# Input material
□ □ □ □

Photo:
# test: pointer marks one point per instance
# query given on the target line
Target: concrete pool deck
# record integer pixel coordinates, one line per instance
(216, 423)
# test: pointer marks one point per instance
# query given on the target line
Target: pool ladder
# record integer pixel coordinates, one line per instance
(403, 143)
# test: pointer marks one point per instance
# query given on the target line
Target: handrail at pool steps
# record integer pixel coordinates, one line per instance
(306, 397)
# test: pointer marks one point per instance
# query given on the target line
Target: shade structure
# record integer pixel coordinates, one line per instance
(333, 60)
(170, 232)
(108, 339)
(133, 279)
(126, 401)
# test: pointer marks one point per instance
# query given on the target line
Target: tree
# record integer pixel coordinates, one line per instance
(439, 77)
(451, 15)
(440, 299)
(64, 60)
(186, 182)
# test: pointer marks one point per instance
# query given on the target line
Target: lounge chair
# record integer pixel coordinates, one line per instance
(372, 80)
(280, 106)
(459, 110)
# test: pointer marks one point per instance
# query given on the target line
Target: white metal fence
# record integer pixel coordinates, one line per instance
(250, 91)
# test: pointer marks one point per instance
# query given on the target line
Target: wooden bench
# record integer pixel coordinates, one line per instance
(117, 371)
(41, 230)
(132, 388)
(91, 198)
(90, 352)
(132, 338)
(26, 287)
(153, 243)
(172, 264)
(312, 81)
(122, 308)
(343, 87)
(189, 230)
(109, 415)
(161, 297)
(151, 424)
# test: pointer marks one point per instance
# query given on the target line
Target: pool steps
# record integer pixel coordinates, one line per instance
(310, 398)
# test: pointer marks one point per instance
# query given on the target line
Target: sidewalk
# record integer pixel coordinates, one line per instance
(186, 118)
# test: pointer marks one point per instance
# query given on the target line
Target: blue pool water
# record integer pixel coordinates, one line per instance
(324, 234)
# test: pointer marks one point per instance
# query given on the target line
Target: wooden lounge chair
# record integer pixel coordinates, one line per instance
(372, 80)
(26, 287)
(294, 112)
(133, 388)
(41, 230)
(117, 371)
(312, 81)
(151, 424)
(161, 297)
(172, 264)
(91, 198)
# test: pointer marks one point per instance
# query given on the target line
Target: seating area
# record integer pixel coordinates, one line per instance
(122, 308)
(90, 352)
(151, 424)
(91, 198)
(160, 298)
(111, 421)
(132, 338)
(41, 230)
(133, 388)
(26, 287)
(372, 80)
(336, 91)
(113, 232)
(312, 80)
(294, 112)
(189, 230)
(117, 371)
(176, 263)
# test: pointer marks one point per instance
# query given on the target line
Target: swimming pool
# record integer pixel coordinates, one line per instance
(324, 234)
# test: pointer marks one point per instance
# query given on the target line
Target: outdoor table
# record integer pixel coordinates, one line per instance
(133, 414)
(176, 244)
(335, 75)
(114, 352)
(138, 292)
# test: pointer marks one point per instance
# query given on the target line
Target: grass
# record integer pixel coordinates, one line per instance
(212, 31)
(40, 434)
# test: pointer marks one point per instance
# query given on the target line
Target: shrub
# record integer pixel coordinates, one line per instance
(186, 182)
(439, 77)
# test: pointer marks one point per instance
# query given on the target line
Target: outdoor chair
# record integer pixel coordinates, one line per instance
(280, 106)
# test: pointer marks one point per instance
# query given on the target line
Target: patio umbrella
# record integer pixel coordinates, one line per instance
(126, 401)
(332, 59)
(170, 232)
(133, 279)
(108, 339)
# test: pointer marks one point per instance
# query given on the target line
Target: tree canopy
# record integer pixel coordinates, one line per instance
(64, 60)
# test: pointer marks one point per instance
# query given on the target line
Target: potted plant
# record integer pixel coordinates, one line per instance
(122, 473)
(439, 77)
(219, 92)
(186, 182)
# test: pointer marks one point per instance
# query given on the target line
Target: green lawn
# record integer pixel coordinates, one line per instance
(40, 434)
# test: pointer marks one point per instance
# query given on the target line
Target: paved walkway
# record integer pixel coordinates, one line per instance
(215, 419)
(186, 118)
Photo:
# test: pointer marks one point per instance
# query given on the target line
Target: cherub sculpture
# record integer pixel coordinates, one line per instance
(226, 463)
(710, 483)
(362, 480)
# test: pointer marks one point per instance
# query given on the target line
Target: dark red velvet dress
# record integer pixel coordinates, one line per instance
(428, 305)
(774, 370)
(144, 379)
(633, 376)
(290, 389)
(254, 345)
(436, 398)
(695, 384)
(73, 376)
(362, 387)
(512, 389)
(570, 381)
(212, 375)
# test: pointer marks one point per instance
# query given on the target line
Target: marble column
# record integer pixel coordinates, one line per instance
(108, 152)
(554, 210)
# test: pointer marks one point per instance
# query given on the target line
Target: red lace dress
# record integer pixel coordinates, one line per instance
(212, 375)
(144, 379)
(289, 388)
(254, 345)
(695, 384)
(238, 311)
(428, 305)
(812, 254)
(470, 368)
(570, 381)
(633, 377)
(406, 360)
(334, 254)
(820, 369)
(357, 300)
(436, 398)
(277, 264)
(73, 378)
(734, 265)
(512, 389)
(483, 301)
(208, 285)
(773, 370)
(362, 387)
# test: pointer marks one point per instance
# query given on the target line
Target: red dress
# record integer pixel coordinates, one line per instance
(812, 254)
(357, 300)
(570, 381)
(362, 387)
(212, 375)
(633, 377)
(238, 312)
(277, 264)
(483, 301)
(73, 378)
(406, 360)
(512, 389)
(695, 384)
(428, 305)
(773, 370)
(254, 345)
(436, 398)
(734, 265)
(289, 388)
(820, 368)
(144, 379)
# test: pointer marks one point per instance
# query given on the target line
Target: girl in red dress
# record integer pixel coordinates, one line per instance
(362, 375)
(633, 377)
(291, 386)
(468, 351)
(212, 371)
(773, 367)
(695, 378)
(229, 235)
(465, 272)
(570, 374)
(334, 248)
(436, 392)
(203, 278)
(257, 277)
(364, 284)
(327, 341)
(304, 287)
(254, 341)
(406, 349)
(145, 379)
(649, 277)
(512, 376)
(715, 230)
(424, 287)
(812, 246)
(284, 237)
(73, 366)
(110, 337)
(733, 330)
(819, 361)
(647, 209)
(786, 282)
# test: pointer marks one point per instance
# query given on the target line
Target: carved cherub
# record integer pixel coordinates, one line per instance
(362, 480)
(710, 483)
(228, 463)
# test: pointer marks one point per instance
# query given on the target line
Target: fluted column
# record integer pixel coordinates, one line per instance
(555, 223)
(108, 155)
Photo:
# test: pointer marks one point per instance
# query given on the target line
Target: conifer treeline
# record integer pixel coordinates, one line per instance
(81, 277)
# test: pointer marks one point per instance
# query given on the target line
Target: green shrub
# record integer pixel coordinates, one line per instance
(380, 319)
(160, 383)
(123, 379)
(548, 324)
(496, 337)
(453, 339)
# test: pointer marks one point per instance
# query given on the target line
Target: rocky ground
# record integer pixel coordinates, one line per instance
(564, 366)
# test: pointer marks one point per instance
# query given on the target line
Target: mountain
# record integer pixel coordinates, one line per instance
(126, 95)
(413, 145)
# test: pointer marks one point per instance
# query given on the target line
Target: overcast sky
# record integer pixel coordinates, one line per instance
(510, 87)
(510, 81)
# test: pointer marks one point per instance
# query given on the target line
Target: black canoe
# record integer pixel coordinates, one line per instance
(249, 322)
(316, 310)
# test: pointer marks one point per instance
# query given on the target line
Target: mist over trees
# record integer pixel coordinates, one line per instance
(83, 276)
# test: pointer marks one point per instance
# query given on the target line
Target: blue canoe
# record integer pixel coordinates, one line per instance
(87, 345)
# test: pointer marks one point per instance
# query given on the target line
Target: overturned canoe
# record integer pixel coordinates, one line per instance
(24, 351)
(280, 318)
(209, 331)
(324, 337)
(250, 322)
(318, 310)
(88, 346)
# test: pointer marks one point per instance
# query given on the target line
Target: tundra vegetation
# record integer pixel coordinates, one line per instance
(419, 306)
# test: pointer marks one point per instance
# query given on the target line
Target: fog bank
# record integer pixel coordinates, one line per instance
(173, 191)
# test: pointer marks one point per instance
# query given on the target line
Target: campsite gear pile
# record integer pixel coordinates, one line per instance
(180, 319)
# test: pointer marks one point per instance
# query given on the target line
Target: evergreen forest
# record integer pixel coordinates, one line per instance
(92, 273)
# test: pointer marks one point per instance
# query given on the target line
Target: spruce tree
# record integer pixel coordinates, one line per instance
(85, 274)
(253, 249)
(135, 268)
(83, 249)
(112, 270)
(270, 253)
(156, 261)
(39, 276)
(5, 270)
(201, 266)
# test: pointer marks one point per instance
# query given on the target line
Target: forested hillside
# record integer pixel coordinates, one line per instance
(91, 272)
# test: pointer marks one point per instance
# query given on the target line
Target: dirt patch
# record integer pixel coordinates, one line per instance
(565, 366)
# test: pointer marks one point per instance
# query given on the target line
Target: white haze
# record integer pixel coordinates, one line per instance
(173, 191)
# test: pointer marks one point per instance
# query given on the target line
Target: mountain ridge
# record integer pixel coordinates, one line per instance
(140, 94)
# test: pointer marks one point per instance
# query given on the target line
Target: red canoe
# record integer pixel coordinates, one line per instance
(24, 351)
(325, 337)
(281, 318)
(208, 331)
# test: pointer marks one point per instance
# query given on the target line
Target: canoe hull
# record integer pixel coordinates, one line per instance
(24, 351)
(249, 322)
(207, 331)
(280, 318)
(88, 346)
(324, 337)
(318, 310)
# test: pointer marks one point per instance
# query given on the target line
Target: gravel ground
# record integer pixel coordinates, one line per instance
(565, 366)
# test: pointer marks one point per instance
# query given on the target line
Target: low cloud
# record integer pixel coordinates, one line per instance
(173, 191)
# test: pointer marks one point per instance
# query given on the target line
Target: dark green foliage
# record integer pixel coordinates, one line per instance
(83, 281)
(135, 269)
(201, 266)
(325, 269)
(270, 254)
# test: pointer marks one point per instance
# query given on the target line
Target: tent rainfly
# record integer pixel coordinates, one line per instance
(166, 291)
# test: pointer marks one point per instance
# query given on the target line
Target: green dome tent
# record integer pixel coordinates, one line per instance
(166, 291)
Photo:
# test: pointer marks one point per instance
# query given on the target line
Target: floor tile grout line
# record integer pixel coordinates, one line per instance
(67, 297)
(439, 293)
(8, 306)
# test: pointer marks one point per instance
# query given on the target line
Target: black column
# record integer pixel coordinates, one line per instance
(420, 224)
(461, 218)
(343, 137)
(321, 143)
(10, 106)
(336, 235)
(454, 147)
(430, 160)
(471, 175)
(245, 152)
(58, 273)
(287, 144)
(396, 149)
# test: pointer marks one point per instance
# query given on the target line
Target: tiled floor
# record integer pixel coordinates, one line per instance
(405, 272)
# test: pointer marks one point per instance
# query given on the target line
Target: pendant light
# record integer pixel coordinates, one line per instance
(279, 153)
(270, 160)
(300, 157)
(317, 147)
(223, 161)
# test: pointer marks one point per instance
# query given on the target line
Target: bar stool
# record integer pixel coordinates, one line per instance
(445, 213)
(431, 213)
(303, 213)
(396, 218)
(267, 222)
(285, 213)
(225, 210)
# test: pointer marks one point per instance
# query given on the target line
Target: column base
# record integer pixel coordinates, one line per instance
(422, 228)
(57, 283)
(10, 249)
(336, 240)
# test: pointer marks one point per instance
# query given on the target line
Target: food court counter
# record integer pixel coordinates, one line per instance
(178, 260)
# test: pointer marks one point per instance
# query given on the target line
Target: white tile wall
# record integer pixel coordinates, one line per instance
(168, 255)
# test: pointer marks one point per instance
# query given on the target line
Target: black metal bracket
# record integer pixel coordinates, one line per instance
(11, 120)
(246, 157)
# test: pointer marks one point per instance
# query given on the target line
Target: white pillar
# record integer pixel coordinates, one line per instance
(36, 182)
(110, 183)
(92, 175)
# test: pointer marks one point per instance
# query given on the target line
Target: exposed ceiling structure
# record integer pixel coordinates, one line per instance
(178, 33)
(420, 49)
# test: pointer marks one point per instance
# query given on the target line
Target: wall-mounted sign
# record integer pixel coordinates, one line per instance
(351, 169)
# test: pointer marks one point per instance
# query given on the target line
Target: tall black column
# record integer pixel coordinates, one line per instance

□ □ □ □

# Written problem
Pull out every line of the records that contains the string "black", matching case exactly.

# Exercise response
Target: black canoe
Target: black column
Target: black metal bracket
Target: tall black column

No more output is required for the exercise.